| Daftar Tugas |
a) Salinlah secara persis bagian teks tentang ensiklik Pacem in Terris yang dibuka dengan kata-kata yang memuat "Pada tanggal 11" dan ditutup dengan "itu agak naif.".
b) Jawablah pertanyaan berikut berdasarkan teks tentang ensiklik Pacem in Terris.
(i) Pada tanggal berapa Paus St. Yohanes XXIII mengeluarkan ensiklik Pacem in Terris?
(ii) Krisis apa yang membuat dunia terhuyung-huyung di ambang perang nuklir pada Oktober 1962?
(iii) Selain kepada umat Katolik, kepada siapa dokumen tersebut ditujukan?

━━ Bagian Dokumen

60 Tahun Ensiklik Pacem in Terris – Perdamaian Dunia

Pada tanggal 11 April 1963, Paus St. Yohanes XXIII mengeluarkan ensiklik Pacem in Terris, suatu seruan kuat untuk mewujudkan dunia tanpa korban maupun algojo, yang mengukuhkan reputasi Paus Yohanes XXIII sebagai “Paus yang Baik.” Sementara dunia terhuyung-huyung di ambang perang nuklir selama krisis rudal Kuba Oktober 1962, seruan Paus untuk “perdamaian dunia” diterima dengan baik di mana-mana, termasuk Uni Soviet – meskipun menurut pengamatan jurnalistik di beberapa tempat di Vatikan sendiri memandang para penguasa di Kremlin menganggap pesan ensiklik itu agak naif.
Ditulis di penghujung awal tahun pertama Konsili Vatikan II, adalah untuk yang pertama kalinya suatu dokumen Ajaran Sosial Katolik ditujukan bukan hanya kepada umat Katolik, tetapi juga kepada “semua orang yang berkehendak baik”. Dalam Ensiklik Pacem in Terris Paus Yohanes XXIII menyatakan bahwa tanggung jawab mengusahakan perdamaian tidak hanya tanggungjawab negara dan para pemimpin, tetapi tanggungjawab semua orang yang harus bekerja sama dalam komunitas global yang semakin saling tergantung.

━━━━
━━ Cuplikan Catatan

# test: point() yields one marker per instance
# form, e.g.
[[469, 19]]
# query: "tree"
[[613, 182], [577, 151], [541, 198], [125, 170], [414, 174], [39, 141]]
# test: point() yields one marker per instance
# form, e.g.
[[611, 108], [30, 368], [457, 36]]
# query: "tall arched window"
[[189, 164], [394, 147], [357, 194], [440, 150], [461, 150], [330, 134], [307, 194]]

━━━━

| Hasil Tugas |
a)
Pada tanggal 11 April 1963, Paus St. Yohanes XXIII mengeluarkan ensiklik Pacem in Terris, suatu seruan kuat untuk mewujudkan dunia tanpa korban maupun algojo, yang mengukuhkan reputasi Paus Yohanes XXIII sebagai “Paus yang Baik.” Sementara dunia terhuyung-huyung di ambang perang nuklir selama krisis rudal Kuba Oktober 1962, seruan Paus untuk “perdamaian dunia” diterima dengan baik di mana-mana, termasuk Uni Soviet – meskipun menurut pengamatan jurnalistik di beberapa tempat di Vatikan sendiri memandang para penguasa di Kremlin menganggap pesan ensiklik itu agak naif.

b)
(i) 11 April 1963.
(ii) Krisis rudal Kuba.
(iii) Kepada "semua orang yang berkehendak baik".